== Exercise data ==
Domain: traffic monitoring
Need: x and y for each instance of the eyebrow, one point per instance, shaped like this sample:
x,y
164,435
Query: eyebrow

== Prompt ==
Turn every line of the items above into a JSON list of strings, one string per line, and leave out any blank lines.

== Completed task ==
[
  "Domain: traffic monitoring",
  "Need: x and y for each instance of the eyebrow, one point per instance, shaped like this sample:",
  "x,y",
  "164,435",
  "Query: eyebrow"
]